## GIVEN ENTRIES
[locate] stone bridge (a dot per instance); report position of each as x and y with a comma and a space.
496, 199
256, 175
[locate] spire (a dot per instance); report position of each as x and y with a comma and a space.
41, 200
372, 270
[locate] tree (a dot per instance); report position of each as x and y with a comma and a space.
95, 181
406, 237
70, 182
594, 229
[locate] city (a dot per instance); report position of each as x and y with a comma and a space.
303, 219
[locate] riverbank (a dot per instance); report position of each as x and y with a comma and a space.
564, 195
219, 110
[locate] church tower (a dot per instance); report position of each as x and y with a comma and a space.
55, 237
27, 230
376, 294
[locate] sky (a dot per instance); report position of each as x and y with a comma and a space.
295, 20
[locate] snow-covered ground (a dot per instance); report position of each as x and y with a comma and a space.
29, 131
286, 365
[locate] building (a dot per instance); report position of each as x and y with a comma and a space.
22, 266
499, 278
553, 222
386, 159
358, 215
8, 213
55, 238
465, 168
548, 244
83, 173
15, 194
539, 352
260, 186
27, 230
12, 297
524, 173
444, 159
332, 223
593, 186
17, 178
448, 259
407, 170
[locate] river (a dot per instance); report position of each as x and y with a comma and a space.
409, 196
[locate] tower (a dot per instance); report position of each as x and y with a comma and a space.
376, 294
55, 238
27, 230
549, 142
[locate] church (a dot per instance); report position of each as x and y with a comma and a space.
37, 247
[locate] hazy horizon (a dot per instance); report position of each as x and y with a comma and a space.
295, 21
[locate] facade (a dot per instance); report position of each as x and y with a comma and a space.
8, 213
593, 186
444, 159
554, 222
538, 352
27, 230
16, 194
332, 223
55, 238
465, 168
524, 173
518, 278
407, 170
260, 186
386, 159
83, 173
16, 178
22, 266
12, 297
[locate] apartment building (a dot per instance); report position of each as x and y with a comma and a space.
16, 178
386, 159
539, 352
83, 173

## WHAT TO WORK ON
Please write out all of the material above again, line for line, without changing a single character.

## SOLVED PROBLEM
[locate] stone bridge (a dot per instance); report position of each as x and y with a comma and a space.
496, 199
256, 175
[locate] spire (a dot per instance); report position of each as x and y with a comma and a space.
41, 200
372, 270
[locate] tree (a dot per instance); report position of each as x and y with a comma and a space.
95, 181
406, 237
70, 182
594, 229
[locate] city (a dot per instance); report position of each as x and y with a comma and a space.
303, 219
[locate] riverbank (a dot per instance); report position of each as x and y with a comma and a space.
564, 195
219, 110
[locate] church tower (a dot per instance); report position of each as x and y with a comma and a space.
55, 237
27, 230
376, 294
[locate] sky (a dot per instance); report position of each as x and y with a comma and a space.
295, 20
[locate] snow-covered ground (a dot per instance); report position of each as x and y with a comma and a space.
29, 131
286, 365
[locate] building (a dot per instance); report position of each as x and y with a comma and a space.
22, 266
499, 278
553, 222
386, 159
358, 215
8, 213
55, 238
465, 168
548, 244
83, 173
15, 194
539, 352
260, 186
27, 230
12, 297
524, 173
444, 159
332, 223
593, 186
17, 178
448, 259
407, 170
[locate] river (a dot per instance); report position of each as x and y with a comma and a space.
409, 196
[locate] tower (a dot per instance); report position of each as x and y with a comma and a space.
376, 294
55, 238
27, 230
549, 142
[locate] church (a dot per instance); report position of each as x and y with a comma and a space.
37, 247
[locate] hazy horizon (a dot per instance); report position of each as x and y with a comma and a space.
295, 21
[locate] facade (a dot per instance); report position of each as x and y with a comma and a space.
8, 213
593, 186
444, 159
554, 222
538, 352
27, 230
16, 194
332, 223
55, 238
465, 168
524, 173
518, 278
407, 170
260, 186
386, 159
83, 173
16, 178
22, 266
12, 297
[locate] apartment building (a dot per instance); report position of each as x and y with a comma and a space.
16, 178
386, 159
539, 352
83, 173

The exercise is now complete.